— Start of Exercise data —

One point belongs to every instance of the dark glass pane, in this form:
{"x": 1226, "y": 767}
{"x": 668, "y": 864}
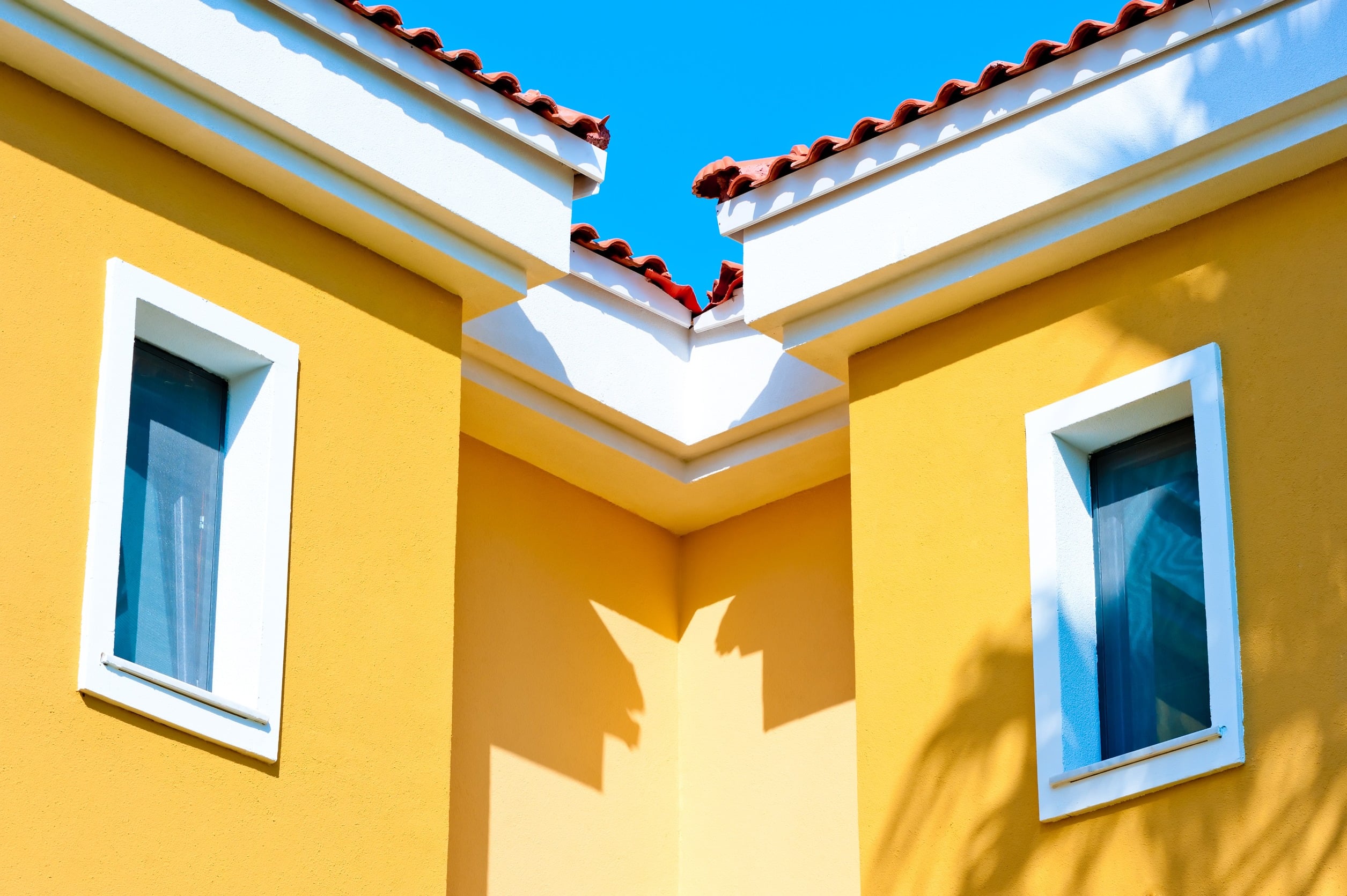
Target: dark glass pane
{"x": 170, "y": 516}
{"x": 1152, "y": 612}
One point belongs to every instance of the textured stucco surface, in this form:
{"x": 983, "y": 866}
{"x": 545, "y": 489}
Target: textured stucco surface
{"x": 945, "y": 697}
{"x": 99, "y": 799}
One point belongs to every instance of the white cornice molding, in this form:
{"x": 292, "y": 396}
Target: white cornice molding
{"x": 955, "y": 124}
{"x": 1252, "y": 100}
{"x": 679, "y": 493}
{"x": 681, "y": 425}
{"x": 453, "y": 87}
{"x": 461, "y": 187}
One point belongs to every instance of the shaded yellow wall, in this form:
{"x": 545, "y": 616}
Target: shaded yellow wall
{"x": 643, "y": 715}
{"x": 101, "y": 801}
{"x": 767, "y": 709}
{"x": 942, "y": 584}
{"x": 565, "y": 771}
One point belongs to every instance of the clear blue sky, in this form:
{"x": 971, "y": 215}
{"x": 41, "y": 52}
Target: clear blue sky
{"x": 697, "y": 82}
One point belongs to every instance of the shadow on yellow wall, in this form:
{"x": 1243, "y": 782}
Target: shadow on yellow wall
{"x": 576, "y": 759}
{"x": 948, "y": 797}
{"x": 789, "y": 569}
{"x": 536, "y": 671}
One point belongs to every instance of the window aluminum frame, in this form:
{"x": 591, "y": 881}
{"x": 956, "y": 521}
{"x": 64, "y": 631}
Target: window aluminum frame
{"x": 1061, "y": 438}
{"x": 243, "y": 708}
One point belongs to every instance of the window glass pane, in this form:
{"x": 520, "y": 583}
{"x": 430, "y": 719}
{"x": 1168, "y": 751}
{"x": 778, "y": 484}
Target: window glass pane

— End of Exercise data —

» Instructions for the task: Only the lines from the one containing "One point belongs to every instance of the white" through the end of the entries above belong in the answer; repeat them exactly.

» Finished answer:
One point belongs to every instance of the white cornice molding, in this form:
{"x": 292, "y": 396}
Target: white cornice molding
{"x": 955, "y": 124}
{"x": 1252, "y": 100}
{"x": 679, "y": 493}
{"x": 681, "y": 425}
{"x": 453, "y": 87}
{"x": 461, "y": 187}
One point belongs to every instance of the shaded yellow wall, in this form:
{"x": 545, "y": 616}
Target: shaded yellow wall
{"x": 643, "y": 715}
{"x": 101, "y": 801}
{"x": 767, "y": 709}
{"x": 942, "y": 584}
{"x": 565, "y": 771}
One point belongs to every instance of the clear blue sky, in this form:
{"x": 971, "y": 215}
{"x": 41, "y": 52}
Target: clear blue sky
{"x": 697, "y": 82}
One point belongs to every instance of the shadow on yellow wall, in this form:
{"x": 1243, "y": 782}
Target: shadow on yellow wall
{"x": 576, "y": 759}
{"x": 948, "y": 797}
{"x": 789, "y": 569}
{"x": 536, "y": 671}
One point belongs to every instance of the window aluminum frame, in this form:
{"x": 591, "y": 881}
{"x": 956, "y": 521}
{"x": 64, "y": 631}
Target: window aluminum frame
{"x": 1061, "y": 438}
{"x": 243, "y": 708}
One point belongs to every instance of the window glass pane, in this form:
{"x": 520, "y": 583}
{"x": 430, "y": 719}
{"x": 1168, "y": 751}
{"x": 778, "y": 484}
Target: window glass pane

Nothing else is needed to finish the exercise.